*Given exercise a*
Filter the listing, copying every line that contains the string "train". Matching is case-sensitive.

*Supplied passage*
******************************

# the green knight



## kickboxerdog (Jun 2, 2011)

hey all i collect bretonnians and love them, i recently got the green knight and cant wait to use him, the first battle im going to be using him in is a storm of magic game at my local gw store this sat,

i was looking throught his rules and wow he probley gonna be my monster hunter considering his weapon(he can either have +2 str or an extra d6 attacks also he ethereal( can only be harmed by magic attacks) so i think he will do quite well against most monsters and also when he is killed he can keep coming back to life awarsome.

any other characters out there as good for a mere 275 pts


----------



## greenee22 (May 12, 2011)

epidemius from the deamons. 135 pt

he boosts all deamons of nurgle after certain amounts of enemies have been killed (or wounds inflicted) for example: after 7 wounds, all poisoned attacks hit easier.

******************************

*Given exercise b*
In the forum thread, condense the paragraph beginning "i was looking throught his rules" into a short bulleted list that keeps its main facts.

*Exercise data*

******************************

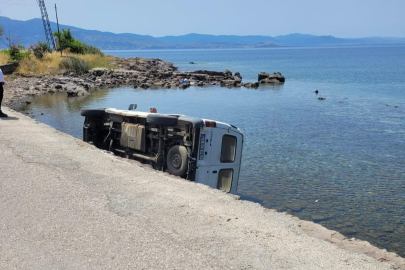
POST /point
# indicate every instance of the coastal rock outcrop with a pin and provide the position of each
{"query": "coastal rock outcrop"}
(134, 72)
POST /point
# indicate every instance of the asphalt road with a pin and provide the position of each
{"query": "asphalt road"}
(67, 205)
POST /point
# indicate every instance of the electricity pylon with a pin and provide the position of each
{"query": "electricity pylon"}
(47, 25)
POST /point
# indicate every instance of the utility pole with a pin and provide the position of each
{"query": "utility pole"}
(47, 25)
(57, 22)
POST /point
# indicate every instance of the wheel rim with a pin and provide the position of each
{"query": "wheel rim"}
(176, 161)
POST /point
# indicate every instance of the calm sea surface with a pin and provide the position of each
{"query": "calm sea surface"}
(339, 162)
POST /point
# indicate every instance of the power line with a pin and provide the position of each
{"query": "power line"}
(47, 25)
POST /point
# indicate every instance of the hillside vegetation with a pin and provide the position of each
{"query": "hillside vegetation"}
(40, 59)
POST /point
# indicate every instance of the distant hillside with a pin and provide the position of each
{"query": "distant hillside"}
(31, 31)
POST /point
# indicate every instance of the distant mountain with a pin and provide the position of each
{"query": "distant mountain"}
(32, 31)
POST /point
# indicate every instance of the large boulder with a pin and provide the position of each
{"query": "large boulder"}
(98, 72)
(274, 78)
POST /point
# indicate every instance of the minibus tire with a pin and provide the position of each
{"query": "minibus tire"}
(177, 160)
(93, 112)
(159, 119)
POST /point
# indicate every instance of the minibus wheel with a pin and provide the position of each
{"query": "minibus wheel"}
(177, 160)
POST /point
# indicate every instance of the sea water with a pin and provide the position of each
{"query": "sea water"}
(339, 162)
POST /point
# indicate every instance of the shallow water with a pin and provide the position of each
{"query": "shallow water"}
(339, 162)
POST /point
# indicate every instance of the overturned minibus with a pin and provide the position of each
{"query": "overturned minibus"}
(200, 150)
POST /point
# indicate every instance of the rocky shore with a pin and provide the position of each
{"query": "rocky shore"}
(134, 72)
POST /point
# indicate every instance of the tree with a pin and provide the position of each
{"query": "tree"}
(67, 41)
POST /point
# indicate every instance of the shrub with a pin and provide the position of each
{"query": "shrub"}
(76, 65)
(16, 52)
(40, 49)
(4, 57)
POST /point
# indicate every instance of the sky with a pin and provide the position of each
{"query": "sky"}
(339, 18)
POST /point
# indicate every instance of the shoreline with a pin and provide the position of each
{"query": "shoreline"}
(136, 72)
(259, 237)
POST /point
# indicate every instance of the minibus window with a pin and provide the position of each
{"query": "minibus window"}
(228, 149)
(225, 180)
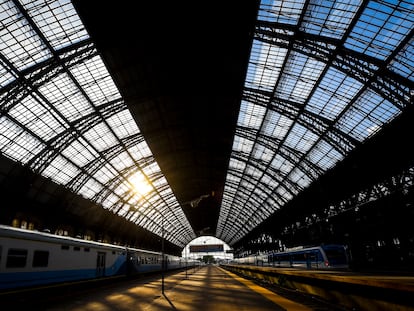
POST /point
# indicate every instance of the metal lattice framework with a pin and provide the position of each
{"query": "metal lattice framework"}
(63, 117)
(323, 77)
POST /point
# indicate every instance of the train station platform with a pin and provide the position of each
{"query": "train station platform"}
(205, 288)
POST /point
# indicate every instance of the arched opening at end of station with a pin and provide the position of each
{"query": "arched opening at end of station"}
(208, 249)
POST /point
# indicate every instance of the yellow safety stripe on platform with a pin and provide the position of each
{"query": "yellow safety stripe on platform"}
(279, 300)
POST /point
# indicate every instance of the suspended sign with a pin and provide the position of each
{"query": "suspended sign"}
(206, 248)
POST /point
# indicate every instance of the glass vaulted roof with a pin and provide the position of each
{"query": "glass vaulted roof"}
(323, 77)
(63, 116)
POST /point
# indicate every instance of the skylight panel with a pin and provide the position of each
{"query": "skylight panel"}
(105, 173)
(333, 94)
(285, 195)
(361, 121)
(100, 136)
(95, 80)
(299, 77)
(330, 18)
(270, 181)
(57, 20)
(242, 144)
(90, 188)
(251, 115)
(37, 118)
(16, 143)
(403, 63)
(262, 153)
(121, 161)
(382, 27)
(300, 138)
(66, 97)
(264, 65)
(19, 42)
(281, 11)
(276, 125)
(61, 170)
(123, 124)
(139, 151)
(109, 201)
(324, 155)
(5, 76)
(281, 164)
(79, 152)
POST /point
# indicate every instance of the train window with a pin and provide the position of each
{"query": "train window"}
(40, 259)
(16, 258)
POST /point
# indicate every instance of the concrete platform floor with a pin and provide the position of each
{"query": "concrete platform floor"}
(202, 289)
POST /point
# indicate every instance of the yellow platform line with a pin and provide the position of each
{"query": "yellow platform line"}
(279, 300)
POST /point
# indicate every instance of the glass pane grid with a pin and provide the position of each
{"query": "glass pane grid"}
(18, 40)
(57, 20)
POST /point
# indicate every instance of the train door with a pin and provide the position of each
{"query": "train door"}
(100, 264)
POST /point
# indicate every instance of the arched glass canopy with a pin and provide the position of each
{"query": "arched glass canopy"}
(64, 118)
(323, 77)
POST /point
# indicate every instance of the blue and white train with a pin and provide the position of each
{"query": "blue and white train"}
(329, 256)
(31, 258)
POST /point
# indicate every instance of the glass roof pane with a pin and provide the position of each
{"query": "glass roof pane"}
(57, 20)
(61, 170)
(299, 77)
(66, 97)
(330, 18)
(121, 161)
(5, 76)
(324, 155)
(140, 150)
(80, 153)
(276, 125)
(281, 11)
(38, 118)
(311, 96)
(95, 81)
(90, 188)
(16, 143)
(403, 63)
(300, 138)
(19, 42)
(264, 66)
(333, 94)
(123, 124)
(100, 137)
(242, 144)
(368, 114)
(251, 115)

******************************

*Written answer a*
# indicate every instance of the train station platform with a pin and provide the position of each
{"query": "train station platform"}
# indicate every instance of the train window with a pin and provide the position of each
{"query": "train window"}
# indicate every instance of the train door with a pin and provide the position of each
{"query": "train door"}
# indicate every instance of the blue and white train with a pin and provide the position of each
{"query": "blue and white train"}

*Written answer b*
- The poster plans to use the Green Knight as a monster hunter, based on his rules.
- His weapon gives either +2 Strength or an extra D6 attacks.
- He is ethereal, so only magic attacks can harm him.
- He is expected to do well against most monsters.
- When killed, he can keep coming back to life.